> **PARTS OF THE EXERCISE**
**A.** In the passage on Hadrian's journey, at what point is a traveller following in Hadrian's steps stopped?
**B.** Render the rows as a Markdown table with the columns Number and Entry, from the start of the rows through the line that contains "(1100, 100)", both ends included. Give each line its own numbered table row, and leave out blank lines and the pictures.

> **TEXT TO READ**

○ ○ ○ ○ ○

It would have been interesting, no doubt, to have dined with him
in Paris; to have quarried lions in their African fens; to have
heard archaic hymns ripple through the rushes of the Nile; to have
lounged in the Academe, to have scaled Parnassus, and sailed the
AEgean Sea; but, a history and an arm-chair aiding, the traveller
has but to close his eyes and the past returns. Without disturbing
so much as a shirt-box, he may repeat that promenade. Triremes
have foundered; litters are out of date; painted elephants are no
more; the sky has changed, climates with it; there are colors, as
there are arts, that have gone from us forever; there are desolate
plains, where green and yellow was; the shriek of steam where gods
have strayed; advertisements in sacred groves; Baedekers in ruins
that never heard an atheist's voice; solitudes where there were
splendors; the snarl of jackals where once were birds and bees--
yet, history and the arm-chair aiding, it all returns. Any
traveller may follow in Hadrian's steps; he is stayed but once--
on the threshold of the Temple of Eleusis. It is there history
gropes, impotent and blind, and it is there the interest of that
journey culminated.
Beyond the episode connected with Antinous, Hadrian's journey was
marked by another, one which occurred in Judaea. Both were
infamous, no doubt, but, what is more to the point, both mark the
working of the poison in the purple that he bore.

○ ○ ○ ○ ○

> **DATA SHOWN**

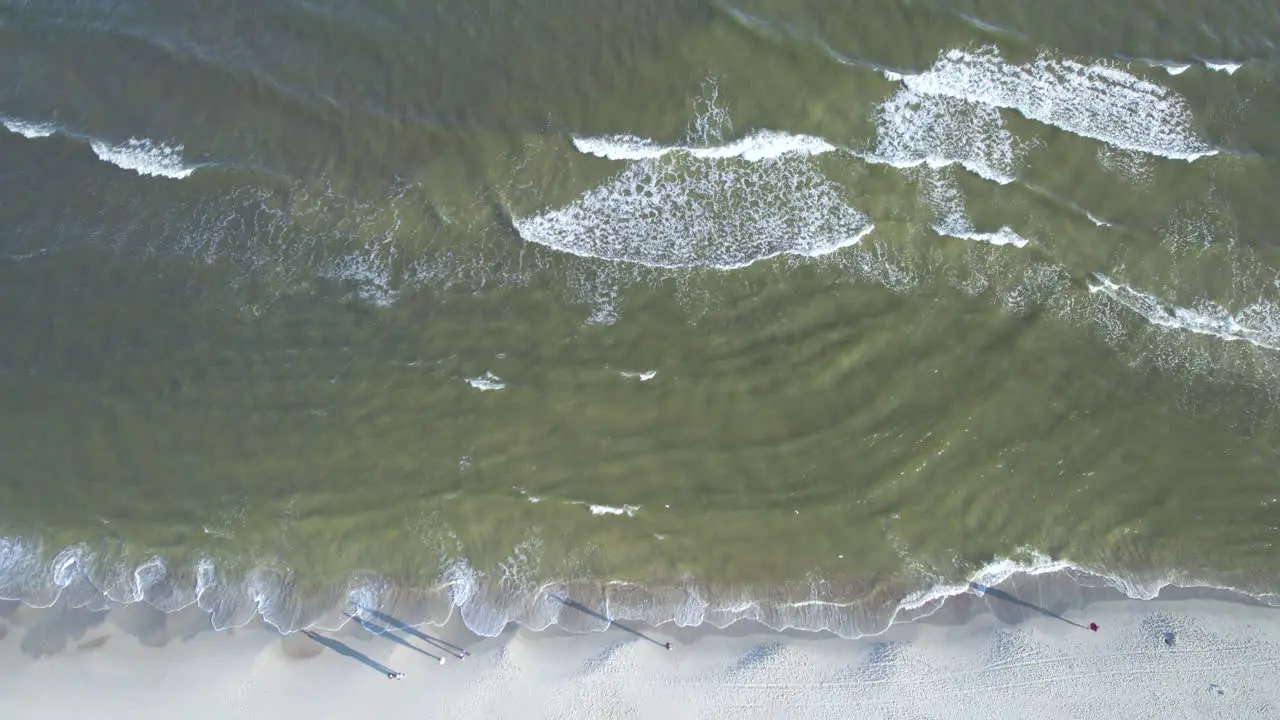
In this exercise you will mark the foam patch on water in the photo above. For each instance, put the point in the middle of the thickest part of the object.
(1101, 100)
(629, 510)
(937, 131)
(515, 591)
(677, 210)
(487, 382)
(28, 130)
(144, 156)
(763, 145)
(643, 377)
(1224, 67)
(1257, 324)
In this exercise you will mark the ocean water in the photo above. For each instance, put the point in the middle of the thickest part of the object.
(691, 310)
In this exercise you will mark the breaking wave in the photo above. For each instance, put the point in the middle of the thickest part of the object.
(720, 208)
(1257, 324)
(147, 158)
(488, 604)
(1100, 100)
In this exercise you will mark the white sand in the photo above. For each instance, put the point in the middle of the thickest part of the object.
(1225, 662)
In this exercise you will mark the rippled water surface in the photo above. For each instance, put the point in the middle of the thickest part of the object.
(704, 310)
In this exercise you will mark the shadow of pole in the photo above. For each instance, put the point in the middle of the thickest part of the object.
(408, 629)
(997, 593)
(383, 632)
(343, 648)
(581, 607)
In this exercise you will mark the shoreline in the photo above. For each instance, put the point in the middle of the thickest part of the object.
(844, 607)
(1165, 657)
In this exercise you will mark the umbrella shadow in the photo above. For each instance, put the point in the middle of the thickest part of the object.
(613, 623)
(992, 592)
(408, 629)
(380, 630)
(343, 648)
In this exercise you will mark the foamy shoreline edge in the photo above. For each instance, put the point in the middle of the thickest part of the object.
(1150, 659)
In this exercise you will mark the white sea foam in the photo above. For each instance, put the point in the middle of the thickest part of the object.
(1257, 324)
(488, 381)
(144, 156)
(513, 592)
(629, 510)
(762, 145)
(1100, 101)
(675, 210)
(933, 130)
(643, 377)
(28, 130)
(1224, 67)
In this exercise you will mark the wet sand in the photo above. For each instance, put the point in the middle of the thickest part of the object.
(1148, 659)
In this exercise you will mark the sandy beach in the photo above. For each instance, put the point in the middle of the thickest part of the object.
(1148, 659)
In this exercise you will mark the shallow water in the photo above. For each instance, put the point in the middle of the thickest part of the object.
(766, 308)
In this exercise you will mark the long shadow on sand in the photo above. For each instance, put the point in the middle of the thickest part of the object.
(581, 607)
(342, 648)
(992, 592)
(383, 632)
(411, 630)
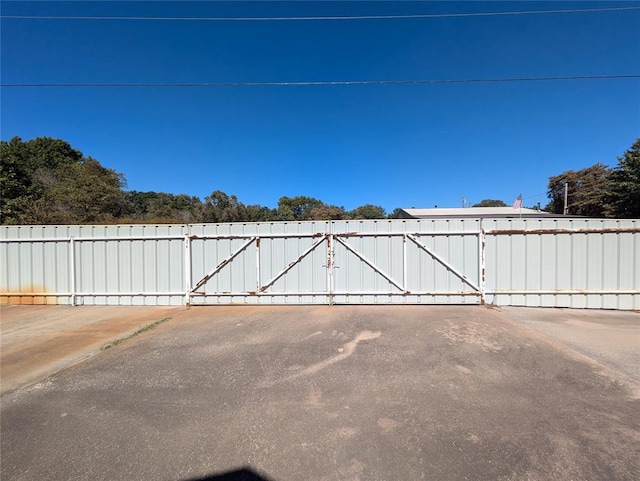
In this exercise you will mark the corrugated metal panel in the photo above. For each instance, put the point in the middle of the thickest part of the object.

○ ○ ○ ○ ○

> **FULL SOLUTIONS**
**A.** On the threshold of the Temple of Eleusis.

**B.**
| Number | Entry |
|---|---|
| 1 | In this exercise you will mark the foam patch on water in the photo above. For each instance, put the point in the middle of the thickest part of the object. |
| 2 | (1101, 100) |
| 3 | (629, 510) |
| 4 | (937, 131) |
| 5 | (515, 591) |
| 6 | (677, 210) |
| 7 | (487, 382) |
| 8 | (28, 130) |
| 9 | (144, 156) |
| 10 | (763, 145) |
| 11 | (643, 377) |
| 12 | (1224, 67) |
| 13 | (1257, 324) |
| 14 | In this exercise you will mark the ocean water in the photo above. For each instance, put the point in the middle of the thickest part of the object. |
| 15 | (691, 310) |
| 16 | In this exercise you will mark the breaking wave in the photo above. For each instance, put the point in the middle of the thickest part of the object. |
| 17 | (720, 208) |
| 18 | (1257, 324) |
| 19 | (147, 158) |
| 20 | (488, 604) |
| 21 | (1100, 100) |